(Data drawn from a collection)
* Start *

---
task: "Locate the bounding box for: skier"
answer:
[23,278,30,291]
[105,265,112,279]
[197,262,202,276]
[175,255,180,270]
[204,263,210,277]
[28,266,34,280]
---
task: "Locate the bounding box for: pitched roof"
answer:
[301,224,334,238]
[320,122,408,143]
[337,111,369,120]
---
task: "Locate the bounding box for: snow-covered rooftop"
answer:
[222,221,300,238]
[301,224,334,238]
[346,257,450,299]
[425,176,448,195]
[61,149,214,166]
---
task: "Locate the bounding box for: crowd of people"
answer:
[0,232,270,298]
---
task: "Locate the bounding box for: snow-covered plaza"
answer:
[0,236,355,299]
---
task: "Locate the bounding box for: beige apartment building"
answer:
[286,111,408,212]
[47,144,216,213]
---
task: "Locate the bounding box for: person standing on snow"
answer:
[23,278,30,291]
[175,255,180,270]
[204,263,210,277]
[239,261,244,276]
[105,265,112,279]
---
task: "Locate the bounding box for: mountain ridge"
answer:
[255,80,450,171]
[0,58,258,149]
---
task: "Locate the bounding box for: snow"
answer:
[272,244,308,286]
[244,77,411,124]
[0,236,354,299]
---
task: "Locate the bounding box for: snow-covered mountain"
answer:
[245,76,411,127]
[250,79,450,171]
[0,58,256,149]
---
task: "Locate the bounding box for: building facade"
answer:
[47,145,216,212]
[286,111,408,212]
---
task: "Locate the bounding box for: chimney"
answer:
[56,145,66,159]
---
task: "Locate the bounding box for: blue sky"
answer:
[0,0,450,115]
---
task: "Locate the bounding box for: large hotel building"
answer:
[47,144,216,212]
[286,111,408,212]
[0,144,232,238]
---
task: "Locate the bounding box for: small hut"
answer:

* End *

WHAT IS BEING ASKED. Lay out every line of the records above as a Markdown table with two columns, Row and Line. Number the rows in order and leave out blank lines.

ANSWER TO THIS PROBLEM.
| Row | Line |
|---|---|
| 1 | --- |
| 2 | task: "Locate the bounding box for: skier" |
| 3 | answer: |
| 4 | [23,278,30,291] |
| 5 | [105,265,112,279] |
| 6 | [197,262,202,276] |
| 7 | [175,255,180,270] |
| 8 | [204,263,210,277] |
| 9 | [28,266,34,280] |
| 10 | --- |
| 11 | task: "Locate the bounding box for: pitched roof" |
| 12 | answer: |
| 13 | [301,224,334,238] |
| 14 | [320,122,408,143] |
| 15 | [337,111,369,120] |
| 16 | --- |
| 17 | task: "Locate the bounding box for: snow-covered rooftop" |
| 18 | answer: |
| 19 | [222,221,300,238] |
| 20 | [301,224,334,238] |
| 21 | [346,257,450,299] |
| 22 | [425,176,448,195] |
| 23 | [61,149,214,166] |
| 24 | --- |
| 25 | task: "Locate the bounding box for: crowd of people" |
| 26 | answer: |
| 27 | [0,232,270,298] |
| 28 | --- |
| 29 | task: "Locate the bounding box for: snow-covered plaza" |
| 30 | answer: |
| 31 | [0,236,355,299] |
| 32 | --- |
| 33 | task: "Locate the bounding box for: beige apartment building" |
| 34 | answer: |
| 35 | [286,111,408,212] |
| 36 | [47,144,216,213] |
| 37 | --- |
| 38 | task: "Locate the bounding box for: person standing on snow" |
| 39 | answer: |
| 40 | [23,278,30,291] |
| 41 | [175,255,180,270] |
| 42 | [204,263,210,277] |
| 43 | [239,261,244,276] |
| 44 | [105,265,112,279] |
| 45 | --- |
| 46 | task: "Locate the bounding box for: mountain ridge" |
| 47 | answer: |
| 48 | [255,80,450,171] |
| 49 | [0,58,258,149] |
| 50 | --- |
| 51 | task: "Locate the bounding box for: snow" |
| 52 | answer: |
| 53 | [272,244,308,286] |
| 54 | [244,77,411,124] |
| 55 | [0,236,354,299] |
| 56 | --- |
| 57 | task: "Locate the bounding box for: snow-covered mountain" |
| 58 | answer: |
| 59 | [245,76,411,127] |
| 60 | [250,79,450,171] |
| 61 | [0,58,256,149] |
| 62 | --- |
| 63 | task: "Locate the bounding box for: building facade" |
| 64 | answer: |
| 65 | [47,145,216,212] |
| 66 | [286,111,408,212] |
| 67 | --- |
| 68 | task: "Locate the bounding box for: chimney" |
| 69 | answer: |
| 70 | [56,145,66,159] |
| 71 | --- |
| 72 | task: "Locate the bounding box for: blue sky" |
| 73 | answer: |
| 74 | [0,0,450,115] |
| 75 | --- |
| 76 | task: "Locate the bounding box for: large hotel building" |
| 77 | answer: |
| 78 | [47,144,216,212] |
| 79 | [286,111,408,212] |
| 80 | [0,144,232,238] |
| 81 | --- |
| 82 | task: "Locate the bounding box for: small hut" |
| 83 | answer: |